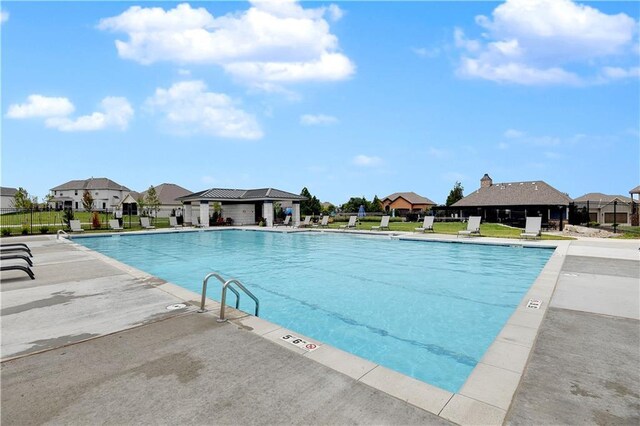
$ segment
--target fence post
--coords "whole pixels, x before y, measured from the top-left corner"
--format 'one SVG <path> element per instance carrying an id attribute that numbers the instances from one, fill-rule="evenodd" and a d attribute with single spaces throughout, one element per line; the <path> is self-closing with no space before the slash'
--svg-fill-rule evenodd
<path id="1" fill-rule="evenodd" d="M 31 235 L 33 235 L 33 206 L 31 206 Z"/>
------------------------------
• **WORK TO COMPLETE**
None of the pictures should appear; copy the rest of the material above exactly.

• **YOUR RESPONSE**
$ segment
--target fence post
--coords "whole pixels, x before y, measured from the top-left corner"
--format 'one SVG <path> element per instance carrying an id attribute that numbers the instances from one, fill-rule="evenodd" and a d attribute with single spaces throughout, one element per line; the <path> is self-closing with no space before the slash'
--svg-fill-rule evenodd
<path id="1" fill-rule="evenodd" d="M 31 235 L 33 235 L 33 206 L 31 206 Z"/>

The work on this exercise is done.